Extract to read
*** Block opens ***

HOUSTON, Sept. 29, 2023 /PRNewswire/ — Direct Digital Holdings, Inc. (Nasdaq: DRCT) (“Direct Digital Holdings” or the “Company”), a leading advertising and marketing technology platform operating through its companies Colossus Media, LLC (“Colossus SSP”), Huddled Masses LLC (“Huddled Masses”) and Orange142, LLC (“Orange142”), today announced that the Company’s offer to purchase (the “Offer”) all of its outstanding publicly traded warrants (the “Warrants”) to purchase shares of its Class A common stock, par value $0.001 per share, at a purchase price of $1.20 in cash, without interest, expired one minute after 11:59 p.m., Eastern Time, on September 28, 2023.
According to information provided by Equiniti Trust Company, LLC, the Depositary for the Offer, 2,229,263 Warrants, including 36,242 Warrants through guaranteed delivery, representing approximately 69.3% of the outstanding Warrants, were validly tendered and not withdrawn prior to the expiration of the Offer. The tender of 2,229,263 Warrants satisfies the Minimum Tender Condition (as defined in the Offer to Purchase) for the Offer. Pursuant to the terms of the Offer and assuming the Warrants through guaranteed delivery are properly submitted before the end of the guaranteed delivery period on October 2, 2023, the Company expects to pay an aggregate of $2.7 million in cash in exchange for such Warrants. Such payment will be made promptly. Holders of Warrants that were validly tendered and not validly withdrawn prior to the expiration of the Offer and Consent Solicitation, and upon the successful completion of any guaranteed delivery, will receive $1.20 per share for each Warrant tendered by the holder and exchanged pursuant to the Offer. The Company expects to accept all validly tendered Warrants for exchange and settlement on or before October 4, 2023 (the “Settlement”).
Direct Digital Holdings also solicited consents (the “Consent Solicitation”) to amend the Warrant Agent Agreement, dated as of February 15, 2022 (the “Warrant Agreement”), by and between Direct Digital Holdings and Equiniti Trust Company, LLC (formerly American Stock Transfer & Trust Company, LLC (the “Transfer Agent”), which governs all of the Warrants, to permit Direct Digital Holdings to redeem each outstanding Warrant for $0.35 in cash, without interest, which is approximately 71% less than the price applicable to the Offer (such amendment, the “Warrant Amendment”). Pursuant to the terms of the Warrant Agreement, the adoption of the Warrant Amendment will require the consent of holders of at least 50.1% of the outstanding Warrants. In order to tender the Warrants in the Offer and receive $1.20 in cash for each of their Warrants, holders of the Warrants are required to consent to the Warrant Amendment. The 2,193,021 Warrants that were validly tendered and not withdrawn prior to the expiration of the Offer (excluding those Warrants being delivered through guaranteed delivery) exceeds the 50.1 % required to effect the Warrant Amendment. The Company expects to execute the Warrant Amendment concurrently with the Settlement.

*** Block closes ***

Data to examine
*** Block opens ***

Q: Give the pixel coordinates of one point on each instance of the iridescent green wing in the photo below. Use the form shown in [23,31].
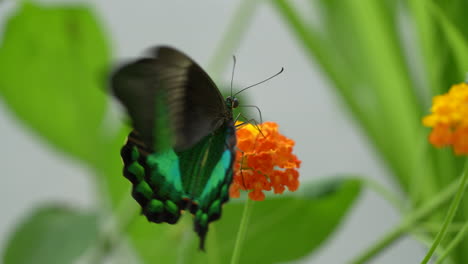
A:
[180,154]
[206,171]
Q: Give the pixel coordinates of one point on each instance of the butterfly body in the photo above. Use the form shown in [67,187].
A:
[181,152]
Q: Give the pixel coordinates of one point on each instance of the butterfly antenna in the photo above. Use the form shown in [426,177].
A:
[258,109]
[233,70]
[269,78]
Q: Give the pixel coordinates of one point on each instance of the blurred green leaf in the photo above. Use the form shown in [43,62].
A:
[51,235]
[281,229]
[53,68]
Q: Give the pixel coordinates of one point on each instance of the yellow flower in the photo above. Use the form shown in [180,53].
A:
[264,161]
[449,119]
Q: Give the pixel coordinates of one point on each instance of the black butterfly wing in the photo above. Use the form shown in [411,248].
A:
[171,100]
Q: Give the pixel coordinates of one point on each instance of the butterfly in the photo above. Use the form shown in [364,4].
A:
[180,153]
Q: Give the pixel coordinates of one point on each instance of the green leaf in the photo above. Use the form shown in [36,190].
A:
[281,229]
[51,235]
[53,68]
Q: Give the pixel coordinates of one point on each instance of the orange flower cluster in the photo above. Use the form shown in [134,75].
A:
[264,161]
[449,119]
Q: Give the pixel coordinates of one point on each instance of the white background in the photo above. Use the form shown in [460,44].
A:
[300,100]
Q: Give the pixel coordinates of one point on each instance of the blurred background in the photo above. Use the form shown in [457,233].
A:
[301,101]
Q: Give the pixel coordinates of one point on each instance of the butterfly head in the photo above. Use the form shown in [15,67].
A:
[232,102]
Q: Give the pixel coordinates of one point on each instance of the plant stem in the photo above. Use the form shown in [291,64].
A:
[242,231]
[237,27]
[408,222]
[450,215]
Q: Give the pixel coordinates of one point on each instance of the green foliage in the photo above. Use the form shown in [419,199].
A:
[54,81]
[51,234]
[387,59]
[54,63]
[281,229]
[56,84]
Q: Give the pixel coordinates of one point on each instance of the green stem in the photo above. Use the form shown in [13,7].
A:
[242,231]
[456,240]
[450,215]
[408,222]
[233,35]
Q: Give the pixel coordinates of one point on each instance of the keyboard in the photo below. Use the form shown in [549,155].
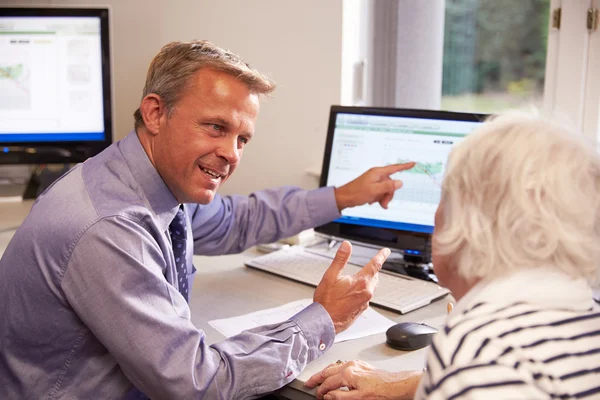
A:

*** Block closes ***

Problems to solve
• a. In the press release on the warrant offer, change "expired" to "lapsed" and write out the passage from "HOUSTON, Sept. 29, 2023" up to and including "September 28, 2023.".
• b. According to the press release on the warrant offer, what level of holder consent does adopting the Warrant Amendment require?
• c. Write the next part of the press release on the Direct Digital Holdings warrant offer, starting after its last sentence.

Expected responses
• a.
HOUSTON, Sept. 29, 2023 /PRNewswire/ — Direct Digital Holdings, Inc. (Nasdaq: DRCT) (“Direct Digital Holdings” or the “Company”), a leading advertising and marketing technology platform operating through its companies Colossus Media, LLC (“Colossus SSP”), Huddled Masses LLC (“Huddled Masses”) and Orange142, LLC (“Orange142”), today announced that the Company’s offer to purchase (the “Offer”) all of its outstanding publicly traded warrants (the “Warrants”) to purchase shares of its Class A common stock, par value $0.001 per share, at a purchase price of $1.20 in cash, without interest, lapsed one minute after 11:59 p.m., Eastern Time, on September 28, 2023.

• b. The consent of holders of at least 50.1% of the outstanding Warrants.

• c.
The Offer and Consent Solicitation are being made pursuant to a Second Amended and Restated Offer to Purchase dated September 21, 2023, and Schedule TO, originally filed on August 29, 2023, as amended and supplemented, each of which has been filed with the SEC and more fully set forth the terms and conditions of the Offer and Consent Solicitation.
The Company’s Class A common stock and Warrants are listed on The Nasdaq Stock Market LLC under the symbols “DRCT” and “DRCTW,” respectively.
Stifel, Nicolaus & Company, Incorporated has been appointed as the Dealer Manager for the Offer and Consent Solicitation, D.F. King, Co., Inc. (“D.F. King”) has been appointed as the Information Agent for the Offer and Consent Solicitation, and Equiniti Trust Company, LLC has been appointed as the Depositary for the Offer and Consent Solicitation. All questions concerning tender procedures and requests for additional copies of the offer materials, including the letter of transmittal and consent should be directed to D.F. King.
Disclaimer
This announcement is for informational purposes only and shall not constitute an offer to purchase or a solicitation of an offer to sell the Warrants. The Offer and Consent Solicitation are being made only through the Schedule TO and Offer to Purchase, and the complete terms and conditions of the Offer and Consent Solicitation are set forth in the Schedule TO and Offer to Purchase.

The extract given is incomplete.